Around the world, road traffic accidents take more than 1.3 million lives every year. Even more alarming is their impact on youth: according to the UN World Health Organization (WHO), road traffic injuries are the leading cause of death for children and young adults between the ages of 5 and 29.
How can the global community collaborate to reverse this trend? This was the key question addressed during the 3rd Global Ministerial Conference on Road Safety, co-sponsored by the World Health Organisation, which took place in Stockholm (Sweden) last week. It was attended by 1,700 delegates from 140 countries, including Ministers of transport, health and interior from Member States, senior officials from United Nations (UN) agencies, representatives from the world of industry and research, international institutions and Non-Governmental Organisations (NGOs), including cycling and walking advocacy organisations from around the world.
The conference marked the end of the UN Decade of Action for Road Safety 2011–2020 and the starting point for continued international collaboration on road safety towards 2030. The Stockholm Declaration – which calls for a new global target for reducing road deaths by 2030 - was an essential outcome of this conference and was presented by the Swedish Minister for Infrastructure, Mr. Tomas Eneroth. This statement connects road safety to the implementation of the 2030 Agenda for Sustainable Development, linking road safety to several targets set by the UN Sustainable Development Goals, including for climate action, gender equality, health and well-being, and sustainable cities and communities.
Focusing on active mobility, the Stockholm Declaration intends to “speed up the shift toward safer, cleaner, more energy efficient and affordable modes of transport and promote higher levels of physical activity such as walking and cycling as well as integrating these modes with the use of public transport to achieve sustainability”. It also reflects the 9 recommendations of the conference’s independent Academic Expert Group, developed to support a reduction of worldwide road deaths by one-half by 2030. Among the nine recommendations, two highlighted the need for measures to increase active mobility, which includes cycling and walking, amongst both children and the general public.
A vast array of road safety side events
Numerous side events, hosted by organisations attending the conference, marked the week in Stockholm dedicated to road safety, with several initiatives also highlighting the need to promote and strengthen active mobility amongst and with the youth.

# [Exercises]
- 1) In the road safety conference text, what purpose does the Stockholm Declaration give for promoting walking and cycling and integrating them with public transport? Answer in one to three sentences.
- 2) According to the road safety conference text, how many delegates attended the 3rd Global Ministerial Conference on Road Safety, and from how many countries?
- 3) Write a continuation of the text about the road safety conference in Stockholm, starting after its final sentence.

[Records in a dataset]

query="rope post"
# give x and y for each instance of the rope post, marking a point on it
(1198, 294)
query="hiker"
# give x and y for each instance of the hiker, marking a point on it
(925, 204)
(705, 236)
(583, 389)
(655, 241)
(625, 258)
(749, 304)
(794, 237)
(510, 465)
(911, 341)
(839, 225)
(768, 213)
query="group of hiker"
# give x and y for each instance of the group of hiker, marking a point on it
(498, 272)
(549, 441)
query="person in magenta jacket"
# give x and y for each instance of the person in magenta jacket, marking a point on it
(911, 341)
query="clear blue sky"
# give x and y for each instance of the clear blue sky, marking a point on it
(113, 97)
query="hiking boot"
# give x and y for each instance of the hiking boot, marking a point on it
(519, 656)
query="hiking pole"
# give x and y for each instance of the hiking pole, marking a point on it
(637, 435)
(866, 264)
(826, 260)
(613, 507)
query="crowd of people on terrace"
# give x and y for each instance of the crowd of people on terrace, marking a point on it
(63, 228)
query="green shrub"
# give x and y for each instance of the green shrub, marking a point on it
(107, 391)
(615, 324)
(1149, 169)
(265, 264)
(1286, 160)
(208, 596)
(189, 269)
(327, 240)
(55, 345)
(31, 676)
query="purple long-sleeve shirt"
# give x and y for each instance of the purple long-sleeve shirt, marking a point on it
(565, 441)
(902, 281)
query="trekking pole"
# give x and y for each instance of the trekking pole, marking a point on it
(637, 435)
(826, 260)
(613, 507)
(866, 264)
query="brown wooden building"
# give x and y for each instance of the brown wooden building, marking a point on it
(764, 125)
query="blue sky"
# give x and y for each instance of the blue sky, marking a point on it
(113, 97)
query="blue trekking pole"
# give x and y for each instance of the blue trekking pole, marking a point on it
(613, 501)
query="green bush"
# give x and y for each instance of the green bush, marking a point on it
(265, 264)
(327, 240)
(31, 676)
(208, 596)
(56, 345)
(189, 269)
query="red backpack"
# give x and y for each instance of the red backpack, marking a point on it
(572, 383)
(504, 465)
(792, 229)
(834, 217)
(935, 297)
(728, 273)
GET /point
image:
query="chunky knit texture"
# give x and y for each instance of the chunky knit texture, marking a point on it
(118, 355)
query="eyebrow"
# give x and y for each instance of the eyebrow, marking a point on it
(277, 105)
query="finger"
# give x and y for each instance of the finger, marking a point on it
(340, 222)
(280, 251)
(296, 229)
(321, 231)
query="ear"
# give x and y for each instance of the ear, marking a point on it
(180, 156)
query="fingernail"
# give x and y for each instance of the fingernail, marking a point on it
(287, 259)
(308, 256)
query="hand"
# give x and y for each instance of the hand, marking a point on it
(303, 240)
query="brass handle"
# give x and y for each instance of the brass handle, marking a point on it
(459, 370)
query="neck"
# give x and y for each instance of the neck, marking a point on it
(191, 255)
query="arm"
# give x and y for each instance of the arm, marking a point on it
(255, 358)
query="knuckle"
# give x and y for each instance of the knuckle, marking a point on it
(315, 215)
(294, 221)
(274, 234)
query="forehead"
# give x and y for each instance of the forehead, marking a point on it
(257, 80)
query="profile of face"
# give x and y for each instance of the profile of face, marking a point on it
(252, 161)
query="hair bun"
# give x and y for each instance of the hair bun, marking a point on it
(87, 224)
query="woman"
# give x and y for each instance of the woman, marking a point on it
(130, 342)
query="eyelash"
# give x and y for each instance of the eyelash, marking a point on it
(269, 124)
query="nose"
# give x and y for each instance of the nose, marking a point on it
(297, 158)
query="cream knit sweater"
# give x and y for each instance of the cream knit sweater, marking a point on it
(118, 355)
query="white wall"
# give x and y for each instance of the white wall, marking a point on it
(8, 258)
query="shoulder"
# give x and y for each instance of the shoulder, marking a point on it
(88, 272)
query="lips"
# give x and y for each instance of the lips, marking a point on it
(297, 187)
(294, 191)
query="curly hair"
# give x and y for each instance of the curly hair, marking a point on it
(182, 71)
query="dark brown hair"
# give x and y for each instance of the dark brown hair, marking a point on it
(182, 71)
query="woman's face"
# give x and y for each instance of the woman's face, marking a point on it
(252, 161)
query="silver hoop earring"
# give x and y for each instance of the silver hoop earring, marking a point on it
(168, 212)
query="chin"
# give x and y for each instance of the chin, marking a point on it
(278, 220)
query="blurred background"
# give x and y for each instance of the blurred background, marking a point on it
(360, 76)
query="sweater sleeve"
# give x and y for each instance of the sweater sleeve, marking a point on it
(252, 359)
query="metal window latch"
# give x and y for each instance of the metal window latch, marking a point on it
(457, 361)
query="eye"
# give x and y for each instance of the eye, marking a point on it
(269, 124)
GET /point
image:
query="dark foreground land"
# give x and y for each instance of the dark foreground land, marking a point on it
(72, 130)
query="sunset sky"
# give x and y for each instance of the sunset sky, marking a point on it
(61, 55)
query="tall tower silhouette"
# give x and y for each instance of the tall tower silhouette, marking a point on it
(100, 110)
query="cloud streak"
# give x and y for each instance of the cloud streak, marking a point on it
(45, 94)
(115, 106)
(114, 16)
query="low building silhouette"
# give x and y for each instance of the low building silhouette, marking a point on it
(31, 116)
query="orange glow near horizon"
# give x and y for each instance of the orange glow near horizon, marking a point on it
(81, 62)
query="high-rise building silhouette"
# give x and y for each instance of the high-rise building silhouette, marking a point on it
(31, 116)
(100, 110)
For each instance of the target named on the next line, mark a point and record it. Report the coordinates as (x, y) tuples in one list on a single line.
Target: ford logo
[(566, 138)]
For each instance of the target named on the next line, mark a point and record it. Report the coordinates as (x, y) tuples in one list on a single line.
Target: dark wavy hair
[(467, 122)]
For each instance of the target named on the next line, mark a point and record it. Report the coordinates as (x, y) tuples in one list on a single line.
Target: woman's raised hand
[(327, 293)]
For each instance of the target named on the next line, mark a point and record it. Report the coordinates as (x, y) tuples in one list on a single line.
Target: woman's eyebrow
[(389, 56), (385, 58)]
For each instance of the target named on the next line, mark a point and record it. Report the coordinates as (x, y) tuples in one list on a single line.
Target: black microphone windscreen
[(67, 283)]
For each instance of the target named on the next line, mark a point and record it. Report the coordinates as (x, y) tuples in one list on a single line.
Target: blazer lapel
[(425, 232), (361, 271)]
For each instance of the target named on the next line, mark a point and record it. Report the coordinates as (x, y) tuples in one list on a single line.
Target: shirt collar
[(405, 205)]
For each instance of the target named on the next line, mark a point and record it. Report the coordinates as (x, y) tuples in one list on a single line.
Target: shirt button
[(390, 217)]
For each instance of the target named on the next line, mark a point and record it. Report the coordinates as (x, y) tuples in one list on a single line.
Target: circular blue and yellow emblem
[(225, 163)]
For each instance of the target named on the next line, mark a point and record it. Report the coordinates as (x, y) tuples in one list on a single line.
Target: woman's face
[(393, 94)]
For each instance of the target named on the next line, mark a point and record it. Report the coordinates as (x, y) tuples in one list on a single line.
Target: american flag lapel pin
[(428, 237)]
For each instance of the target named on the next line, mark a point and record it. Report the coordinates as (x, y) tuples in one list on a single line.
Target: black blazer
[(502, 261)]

# [Activity answers]
- 1) The Stockholm Declaration calls for promoting walking and cycling and integrating them with public transport in order to achieve sustainability. This forms part of its aim to speed up the shift toward safer, cleaner, more energy efficient and affordable modes of transport.

- 2) It was attended by 1,700 delegates from 140 countries.

- 3)
Prior to the start of the conference, the FIA Foundation-led Child Health Initiative launched its new Manifesto 2030: Safe & Healthy Streets for Children, Youth and Climate. The Manifesto calls for a transformation of urban streets by 2030 into safe, low speed and accessible space that puts people first, encouraging zero carbon walking and cycling, by deploying the ‘Speed Vaccine’: safe footpaths and crossings; protected cycleways; and maximum 30 km/h speed limits in all areas where children and car traffic mix.
In addition, the 2nd World Youth Assembly for Road Safety took place prior to the 3rd Global Ministerial Conference. The Assembly was entirely youth-driven and organised by a global taskforce of young leaders convened by global NGO “YOURS – Youth for Road Safety”. It brought together 200 young leaders and change-agents from more than 75 countries, all selected for their exemplary leadership activities in the communities. The Assembly explored road safety and cross-cutting solutions to challenge the number one cause of death for youth. As a tangible result, the young leaders adopted the Global Youth Statement for Road Safety demanding immediate action, while expressing their commitment to achieving the goals established in the global agenda.
With so many tools in hand, and numerous promises of strengthened collaboration between public authorities, the private sector, NGOs and institutions around the world, the Stockholm Declaration will hopefully provide a tangible pathway to ensure that road deaths are reduced and ultimately avoided, and most importantly, that cyclists and pedestrians – otherwise known as vulnerable (or better described as valuable by Walk21) road users - are protected on our roads.